* [What this task involves]
With the images removed, repeat the data below exactly.

* [Input for this task]
====

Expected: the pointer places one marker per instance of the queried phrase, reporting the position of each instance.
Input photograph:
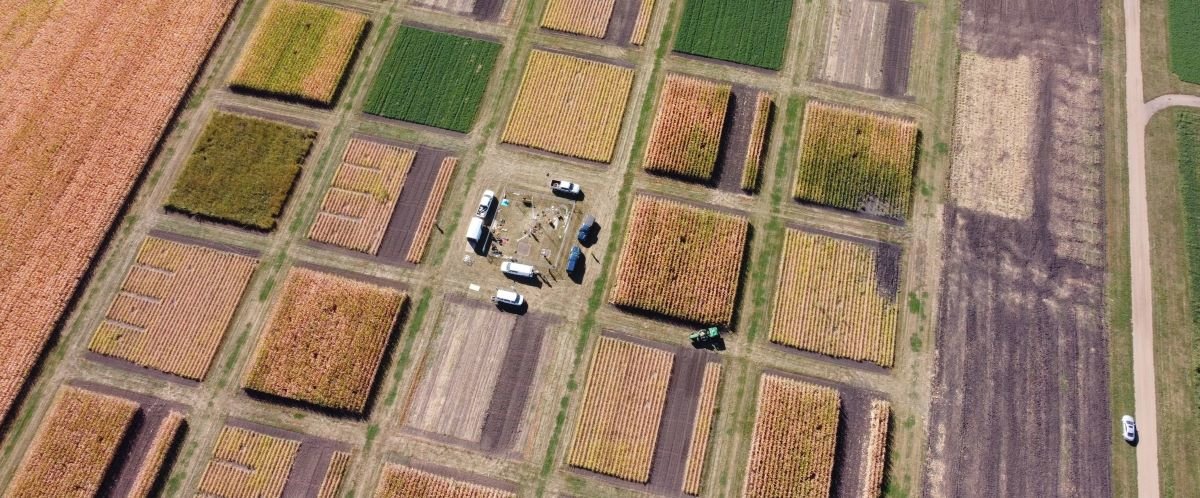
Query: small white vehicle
(1128, 429)
(519, 270)
(508, 298)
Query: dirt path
(1138, 115)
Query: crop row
(174, 307)
(623, 403)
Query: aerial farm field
(262, 257)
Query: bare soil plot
(870, 46)
(255, 460)
(498, 353)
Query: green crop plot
(1183, 19)
(433, 78)
(745, 31)
(241, 171)
(299, 51)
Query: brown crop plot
(687, 133)
(795, 438)
(360, 202)
(838, 298)
(623, 403)
(401, 481)
(89, 89)
(174, 307)
(325, 340)
(569, 106)
(681, 261)
(75, 445)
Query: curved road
(1138, 113)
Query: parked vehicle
(485, 205)
(508, 298)
(586, 228)
(519, 270)
(565, 187)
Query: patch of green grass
(433, 78)
(745, 31)
(241, 171)
(1183, 29)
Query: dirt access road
(1138, 113)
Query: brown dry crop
(687, 133)
(325, 340)
(174, 307)
(681, 261)
(430, 215)
(73, 447)
(85, 90)
(793, 442)
(400, 481)
(581, 17)
(701, 429)
(249, 465)
(828, 300)
(569, 106)
(360, 202)
(623, 402)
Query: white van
(519, 270)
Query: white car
(1128, 429)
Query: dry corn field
(829, 300)
(430, 214)
(681, 261)
(701, 430)
(569, 106)
(359, 203)
(325, 340)
(622, 412)
(793, 442)
(687, 133)
(174, 307)
(856, 160)
(642, 24)
(995, 126)
(337, 465)
(581, 17)
(400, 481)
(757, 142)
(249, 465)
(89, 87)
(299, 51)
(876, 449)
(165, 438)
(75, 445)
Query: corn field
(299, 51)
(249, 465)
(358, 205)
(876, 449)
(174, 307)
(430, 214)
(757, 142)
(325, 340)
(165, 438)
(623, 402)
(793, 442)
(828, 300)
(856, 160)
(73, 447)
(687, 133)
(569, 106)
(701, 429)
(681, 261)
(400, 481)
(581, 17)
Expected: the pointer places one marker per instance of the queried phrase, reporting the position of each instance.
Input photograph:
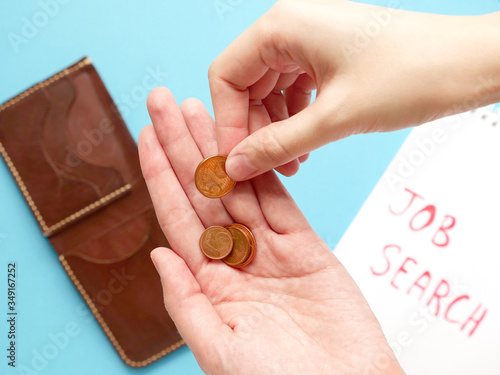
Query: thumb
(281, 142)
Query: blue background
(126, 40)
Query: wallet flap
(66, 173)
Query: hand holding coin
(294, 308)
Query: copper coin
(216, 242)
(211, 178)
(253, 245)
(243, 246)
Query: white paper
(453, 164)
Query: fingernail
(239, 168)
(152, 255)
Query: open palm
(294, 309)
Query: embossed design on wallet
(77, 167)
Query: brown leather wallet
(77, 166)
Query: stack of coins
(234, 244)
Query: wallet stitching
(91, 207)
(10, 164)
(86, 61)
(106, 328)
(67, 220)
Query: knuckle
(273, 149)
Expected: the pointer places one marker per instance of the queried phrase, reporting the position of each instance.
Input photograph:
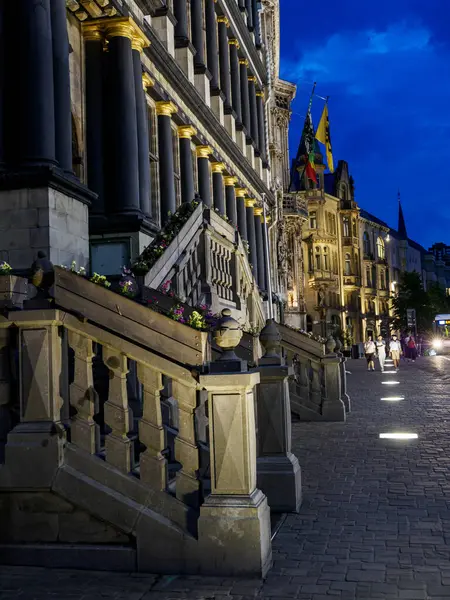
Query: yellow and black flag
(323, 136)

====

* [Result below]
Expected: the pointer places one marker per instance of the queried phrase, reporting the position of each instance.
Input photograph:
Query: small white vehicle
(1128, 429)
(519, 270)
(508, 298)
Query: dirt path
(1138, 115)
Query: crop row
(174, 307)
(623, 403)
Query: aerial farm field
(262, 257)
Query: bare soil plot
(870, 46)
(255, 460)
(498, 353)
Query: green crop plot
(1183, 19)
(433, 78)
(745, 31)
(241, 171)
(299, 51)
Query: brown crop plot
(687, 133)
(795, 438)
(360, 202)
(838, 298)
(623, 403)
(401, 481)
(89, 89)
(174, 307)
(325, 340)
(569, 106)
(681, 261)
(75, 445)
Query: curved road
(1138, 113)
Query: parked vehicle
(485, 205)
(508, 298)
(586, 228)
(519, 270)
(565, 187)
Query: patch of green grass
(433, 78)
(745, 31)
(241, 171)
(1183, 29)
Query: dirt access road
(1138, 113)
Query: brown dry crop
(687, 133)
(325, 340)
(174, 307)
(681, 261)
(430, 215)
(73, 447)
(85, 90)
(793, 442)
(400, 481)
(581, 17)
(701, 429)
(249, 465)
(828, 300)
(569, 106)
(360, 202)
(623, 402)
Query: white van
(519, 270)
Query: white car
(1128, 429)
Query: dry corn field
(829, 300)
(430, 214)
(681, 261)
(701, 430)
(569, 106)
(359, 203)
(325, 340)
(622, 412)
(793, 442)
(687, 133)
(174, 307)
(856, 160)
(642, 24)
(995, 126)
(337, 465)
(581, 17)
(400, 481)
(757, 142)
(249, 465)
(89, 87)
(299, 51)
(876, 449)
(165, 438)
(75, 445)
Query: corn field
(299, 51)
(249, 465)
(358, 205)
(876, 449)
(174, 307)
(430, 214)
(757, 142)
(325, 340)
(165, 438)
(623, 402)
(793, 442)
(828, 300)
(856, 160)
(73, 447)
(687, 133)
(569, 106)
(701, 429)
(681, 261)
(400, 481)
(581, 17)
Expected: the pointer places one marker per instance of the queried phrase, reporting the position of each instance.
Input photograph:
Query: thumb
(281, 142)
Query: blue background
(126, 40)
Query: wallet flap
(66, 173)
Query: hand holding coin
(294, 308)
Query: copper coin
(216, 242)
(211, 178)
(253, 245)
(243, 246)
Query: white paper
(453, 164)
Query: fingernail
(239, 168)
(152, 255)
Query: open palm
(294, 309)
Query: embossed design on wallet
(77, 167)
Query: brown leather wallet
(77, 166)
Query: stack of coins
(234, 244)
Query: wallet stitching
(91, 207)
(10, 164)
(86, 61)
(106, 328)
(67, 220)
Query: knuckle
(273, 149)
Expected: the pointer places one marker per instance of the queried phrase, reporting the position of each instance.
Input photograph:
Query: yellow and black flag
(323, 136)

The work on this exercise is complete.